[AUSZUG]
:::::
Innovationspolitik
Der Staat muss ein konkretes Bild davon haben, wie das eigene Innovationssystem funktioniert und insbesondere wissen:
- wie die Diffusionsgeschwindigkeit im Vergleich zu wichtigen Wettbewerbern ist und was sie beeinflusst
- in welchen Phasen auf nationaler Ebene die Wertschöpfung hoch ist und wo im internationalen Vergleich Potenziale brachliegen
- welche staatlichen Hebel in welchen Sektoren wie effektiv sind (werthaltige Innovationen auslösen / anreizen)
- wie der aktuelle Stand der Implementierung bei Schlüsseltechnologien in den heimischen Unternehmen ist
um auf dieser Basis eine strategische Zielvorstellung zu entwickeln und konsequent umzusetzen.
Rolle des Staats im Innovationssystem
Der Staat tritt im Innovationssystem als Finanzierer, Regulierer und als Betreiber von Infrastruktur auf. Sein Einfluss auf der Nachfrage- wie der Angebotsseite ist groß. Umso wichtiger ist es, dass er ihn bewusst und zielgerichtet im Sinne des Standorts ausübt
Die nationale Innovationspolitik fokussiert bisher stark auf die Angebotsseite, während die Nachfrageseite (z. B. staatliches Beschaffungswesen, aber auch Auswirkungen politischer Grundsatzentscheidungen beispielsweise in der Energiepolitik) kaum beachtet, jedenfalls aber nicht strategisch gestaltet wird.
Die deutsche Innovationspolitik kann grob in vier Phasen unterteilt werden:
Phase 1
Ausbau der Grundlagenforschung, mit überwiegend missionsorientierten Programmen
Phase 2
direkte Förderung der industriellen F+E, Ausrichtung auf Schlüsseltechnologien
Phase 3
Diffusionsorientierte Programme, Stärkung der Verbundforschung und Netzwerke; breitere Verteilung der Verantwortungen auf die Ressorts und Ausbau der Aktivitäten von Bundesländern und EU; Beeinflussung von Rahmenbedingungen
Phase 4
Bündelung von Programmen, Fördermaßnahmen und Initiativen, an globalen Herausforderungen und Metazielen (z. B. Akzeptanz) orientierte Missionen; Dialogmechanismen und Beratungsgremien
Das Innovationssystem als solches wandelt sich ebenfalls:
Chancen in Vordergrund stellen, mit Risiken vernünftig umgehen
Der Staat muss bei der Regulierung die richtige Gewichtung zwischen Chancen und Risiken finden. Während Chancen viel stärker in den Vordergrund gerückt werden müssen, ist beim gesetzgeberischen Umgang mit Risiken deutlich stärker als bisher nach dem Grad der Gefährdung zu differenzieren.
:::::
[EINGABEDATEN]
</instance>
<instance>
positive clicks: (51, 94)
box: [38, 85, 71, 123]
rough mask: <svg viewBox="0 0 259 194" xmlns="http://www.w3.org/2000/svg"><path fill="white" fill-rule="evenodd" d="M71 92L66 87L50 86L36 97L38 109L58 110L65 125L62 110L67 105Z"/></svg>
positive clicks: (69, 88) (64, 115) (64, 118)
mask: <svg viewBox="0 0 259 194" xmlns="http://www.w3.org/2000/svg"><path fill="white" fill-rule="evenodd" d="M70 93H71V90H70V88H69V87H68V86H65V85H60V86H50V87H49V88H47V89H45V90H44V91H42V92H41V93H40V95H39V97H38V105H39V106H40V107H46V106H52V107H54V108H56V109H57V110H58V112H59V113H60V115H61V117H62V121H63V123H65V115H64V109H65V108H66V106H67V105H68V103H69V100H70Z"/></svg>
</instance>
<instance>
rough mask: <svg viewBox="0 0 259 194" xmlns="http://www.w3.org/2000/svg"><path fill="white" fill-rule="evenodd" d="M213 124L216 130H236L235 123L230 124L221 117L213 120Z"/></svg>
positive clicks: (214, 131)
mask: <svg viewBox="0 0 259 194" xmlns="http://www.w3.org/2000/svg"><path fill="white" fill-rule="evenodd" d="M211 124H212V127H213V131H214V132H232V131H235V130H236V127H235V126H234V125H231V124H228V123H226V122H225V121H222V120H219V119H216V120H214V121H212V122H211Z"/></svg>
:::::
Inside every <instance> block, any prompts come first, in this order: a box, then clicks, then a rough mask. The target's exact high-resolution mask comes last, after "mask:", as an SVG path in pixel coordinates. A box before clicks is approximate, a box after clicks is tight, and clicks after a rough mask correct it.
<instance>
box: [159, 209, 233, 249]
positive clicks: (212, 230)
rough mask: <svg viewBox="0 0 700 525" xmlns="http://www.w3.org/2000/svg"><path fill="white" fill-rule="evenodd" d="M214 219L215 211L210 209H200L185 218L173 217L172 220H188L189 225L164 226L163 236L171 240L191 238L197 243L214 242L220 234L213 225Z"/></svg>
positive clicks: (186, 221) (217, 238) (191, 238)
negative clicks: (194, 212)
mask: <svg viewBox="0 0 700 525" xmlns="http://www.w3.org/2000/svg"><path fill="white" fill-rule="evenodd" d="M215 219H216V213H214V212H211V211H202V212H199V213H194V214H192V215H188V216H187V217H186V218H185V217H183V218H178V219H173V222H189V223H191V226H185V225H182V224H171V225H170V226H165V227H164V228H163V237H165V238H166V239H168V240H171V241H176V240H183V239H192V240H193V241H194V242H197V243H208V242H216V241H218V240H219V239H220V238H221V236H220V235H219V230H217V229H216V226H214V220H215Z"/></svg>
:::::
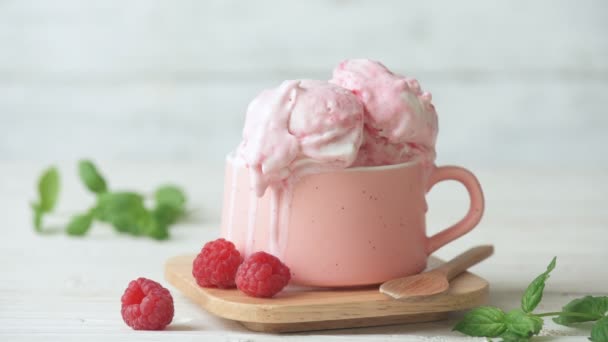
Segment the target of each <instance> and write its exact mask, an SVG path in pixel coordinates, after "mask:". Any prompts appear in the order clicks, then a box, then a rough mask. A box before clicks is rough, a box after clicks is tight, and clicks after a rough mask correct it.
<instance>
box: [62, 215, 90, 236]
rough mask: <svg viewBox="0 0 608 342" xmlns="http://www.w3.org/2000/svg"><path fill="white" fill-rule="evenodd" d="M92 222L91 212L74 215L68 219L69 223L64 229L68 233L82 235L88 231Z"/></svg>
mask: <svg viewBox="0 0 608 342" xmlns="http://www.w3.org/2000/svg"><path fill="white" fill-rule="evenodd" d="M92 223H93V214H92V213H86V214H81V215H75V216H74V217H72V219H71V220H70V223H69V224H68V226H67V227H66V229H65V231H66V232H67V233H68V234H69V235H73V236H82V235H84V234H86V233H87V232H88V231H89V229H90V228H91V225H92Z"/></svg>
:::::
[WAS ZU TUN IST]
1. Gib aus den Zeilen oben (nicht aus dem Auszug über Innovationspolitik) diejenigen als JSON-Liste von Strings aus, die mit der Zeile mit „92L66 87L50 86L36“ beginnen und bis einschließlich der Zeile mit „positive clicks: (69, 88) (64, 115) (64, 118)“ reichen, einen String pro Zeile und ohne Leerzeilen.
2. Führe den Auszug über Innovationspolitik dort weiter, wo er endet.

[NUMMERIERTE ANTWORTEN]
1.
[
  "rough mask: <svg viewBox=\"0 0 259 194\" xmlns=\"http://www.w3.org/2000/svg\"><path fill=\"white\" fill-rule=\"evenodd\" d=\"M71 92L66 87L50 86L36 97L38 109L58 110L65 125L62 110L67 105Z\"/></svg>",
  "positive clicks: (69, 88) (64, 115) (64, 118)"
]

2.
Innovationsfreundlichen Rechtsrahmen schaffen
Der Staat muss einen Rechtsrahmen schaffen, der mindestens so innovationsfreundlich und zukunftsorientiert ist wie die Menschen und Unternehmen, die wir für die Spitzenforschung und die Entwicklung weltweit erfolgreicher Anwendungen aus technologischen Neuerungen brauchen.
Die Studie TechCheck 2019. Erfolgsfaktor Mensch. zeigt, dass ein nachweisbarer Zusammenhang zwischen Regulierung und Innovationstätigkeit besteht. Während Deutschland in bestimmten Aspekten des weiten Felds „Qualität der Regulierung“ sehr gut dasteht (Rechtssicherheit, Stabilität des politischen Systems etc.), schneiden wir uns in anderen Bereichen selbst Chancen ab, etwa durch das weit überdurchschnittliche Niveau der Unternehmensbesteuerung, hohe Arbeitskosten und die Unflexibilität unseres Arbeitsrechts.
Vieles von dem, was als neue Regulierungsgegenstände diskutiert wird, regelt das heutige Recht bereits zufriedenstellend, bzw. kann im Rahmen der Vertragsfreiheit zwischen den Beteiligten gestaltet werden. Darüber hinaus muss auch das geltende Recht auf mögliche vermeidbare Hemmnisse überprüft und bei Bedarf angepasst werden. In den bisherigen Handlungsempfehlungen wurden bereits viele Aspekte hervorgehoben, darunter die Haftung für autonome Systeme und den KI-Einsatz, die weiter ihre Gültigkeit behalten.
Mehr Raum für Experimente
Damit ein dichtes Regulierungssystem Innovatoren nicht abschreckt, muss immer Raum für Experimente bestehen. Anderenfalls werden neue Anwendungen außerhalb von Deutschland oder Europa erprobt und letztlich auch zur Marktreife gebracht. Um einen echten „Innovations-Push“ zu erreichen, muss man Regulierung jedenfalls in einem definierten Bereich überschreiten dürfen.
Reallabore (Living Labs), in denen andere (weniger strikte) regulatorische und gesetzliche Bestimmungen gelten, schaffen so einen Raum zum Experimentieren. Sie ermöglichen, in (zeitlich und räumlich begrenzten sowie rechtlich abgesicherten) Testräumen Erfahrungen mit Innovationen unter realen Bedingungen zu sammeln. Hier können die Anwendungen von Forschungsergebnissen unter realen Bedingungen getestet und weiterentwickelt werden. Dazu sind Ausnahmegenehmigungen erforderlich, die allgemein geltendes Recht zeitweise außer Kraft setzen. Auch bedarf es dazu gegebenenfalls neuer Projekt- und Förderformate, um die Forschungs- und die Umsetzungsperspektive stärker zusammenzubringen.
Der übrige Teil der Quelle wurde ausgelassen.